The answer: prompts have no enforcement. If the same agent both interprets what you want and decides what to do, it will eventually override "the user didn't ask for this" with "I think this change is better." Only when the enforcer and the executor are two separate instances, and the enforcer literally has no ability to act, does the constraint actually hold. That is an architectural decision, not something prompt engineering can patch over.

4.2 The five completion criteria

The Manager will not report a task as complete until all five of these are true — with verifiable evidence:

#	Criterion	What counts as evidence
1	Original requirement implemented correctly	Test output, output of relevant commands
2	Changes committed	`git log` showing the commit
3	Merged to main branch	`git log main` showing the merge
4	Main branch verified post-merge	Build/test run on main after merge
5	Workspace clean, no scope violations	`git status` clean, diff shows only expected files

"The agent said it's done" does not count. The Manager requires actual command output, tool results, or test runs. This eliminates the most common — and most insidious — failure mode: an agent that summarizes success without actually delivering it.

This principle will feel "overly strict" at times, until you first run into a situation where the Execution Agent reports "done" and the Manager pulls up git status to find uncommitted changes still sitting in the worktree, and sends the task back. That is the moment you realize what the word "done" really means.

4.3 Parallel SubAgent execution

When the Execution Agent identifies independent subtasks, it dispatches them as SubAgents that run concurrently:

Execution Agent calls run_subagent("Fix auth module",  model="claude-sonnet-4-5")
Execution Agent calls run_subagent("Write tests",      model="claude-sonnet-4-5")
Execution Agent calls run_subagent("Update docs",      model="claude-haiku-4-5")
          ↓                              ↓                      ↓
    [runs in parallel]            [runs in parallel]     [runs in parallel]
          ↓                              ↓                      ↓
    SubAgent returns result       SubAgent returns result  SubAgent returns result
          ↓                              ↓                      ↓
                    Execution Agent collects all results
                              ↓
                    Runs verification, hands evidence to Manager

SubAgents share the Execution Agent's worktree and coordinate their file changes through the Execution Agent, which sequences writes and manages the final merge. This avoids the race condition of concurrent SubAgents stepping on each other's writes.

Parallelism is not only a performance win. It fundamentally changes the waiting experience — the original "ask, wait, ask again, wait again" serial rhythm is replaced by "set the full goal once, watch multiple workstreams converge."

And because the Manager Agent is guarding scope upstream, the "loss of control" risk that usually comes with parallelism is held in check. No matter how fast three SubAgents run, the Execution Agent still merges in order, and the Manager still verifies the whole delivery against the same standard. Faster, without losing edges.

4.4 Context management under long tasks

Long-running tasks accumulate a lot of history. Helix uses two mechanisms to keep sessions healthy:

KV Caching: Large tool outputs (file reads, command results, search results) are cached so they don't need to be re-sent with every LLM request. The cache is transparent — you don't configure it, it just works.

- **Exercise data**:
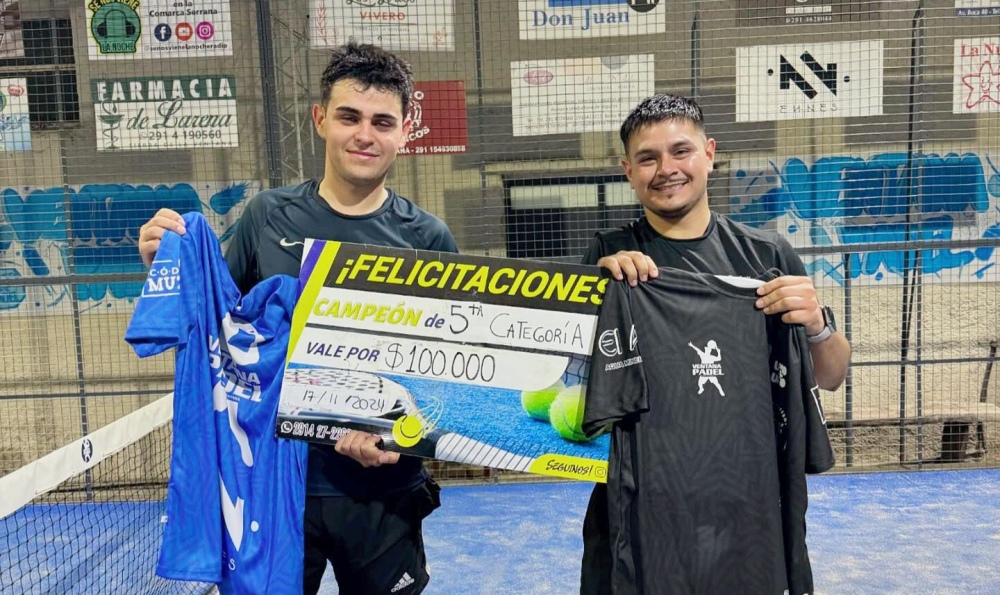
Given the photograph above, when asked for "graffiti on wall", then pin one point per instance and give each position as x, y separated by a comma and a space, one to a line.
92, 230
849, 200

- **Task requirements**:
• 1. List each completion criterion that the Manager requires before reporting a task as complete, as given in the text on the Helix agent architecture.
• 2. Continue the text on the Helix agent architecture, starting after its paragraph on KV caching.

- **Responses for each task**:
• 1.
1. Original requirement implemented correctly
2. Changes committed
3. Merged to main branch
4. Main branch verified post-merge
5. Workspace clean, no scope violations

• 2.
Auto-compression: When conversation history grows beyond a threshold, Helix compresses older messages into a concise summary and moves the "active window" forward. The agent retains full context of what happened without paying the token cost of the full history.

Both mechanisms are invisible during normal use. They're what makes a 50-turn task feel as responsive as a 5-turn one.

4.5 Session-level identity isolation

When you run multiple Manager sessions in parallel — one refactoring auth, one running a data migration, one building a new feature — Helix guarantees:

Each session has an independent Manager / Execution / SubAgent stack
Sessions do not bleed into each other — task A's scope baseline does not pollute task B
Switching workspaces also switches session state, model selection, and connection configs — you don't re-explain context

This isolation is a background mechanism. Users rarely notice it. But it is exactly what makes "leave Manager Mode running on multiple tasks and walk away" a safe thing to do.

5. How to use Manager Mode

5.1 Enabling it

On the workspace selector page, you will find a Manager entry alongside the Chat option. Click it to open a Manager session. The three-layer architecture is automatic — no extra configuration required.

5.2 Writing good task requests for Manager Mode

Manager Mode is most effective when your request is specific about scope boundaries. Compare:

Less effective:

Improve the login flow

More effective:

Refactor the login flow to use the new AuthService interface. Only touch files in src/auth/ and src/components/Login/. Don't change the API contracts.

The Manager uses your request as its scope baseline. The more precisely you describe what's in scope, the more precisely it can guard against drift.

You don't need to be exhaustive — the Manager can handle ambiguity. But explicit scope boundaries give it harder constraints to enforce.

A simple heuristic: if you would normally write a task spec or ticket before handing this work to another person, it's a Manager Mode task.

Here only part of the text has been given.